- _LISTING_:
----------

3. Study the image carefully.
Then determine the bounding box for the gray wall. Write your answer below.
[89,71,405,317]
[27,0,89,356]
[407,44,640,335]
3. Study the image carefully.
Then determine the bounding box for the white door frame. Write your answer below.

----------

- _WHAT THIS TASK INVOLVES_: Return only the lines of the listing above that contain the string "bounding".

- _WRITTEN SOLUTION_:
Then determine the bounding box for the gray wall. Write your answer below.
Then determine the bounding box for the white door frame. Write your answer below.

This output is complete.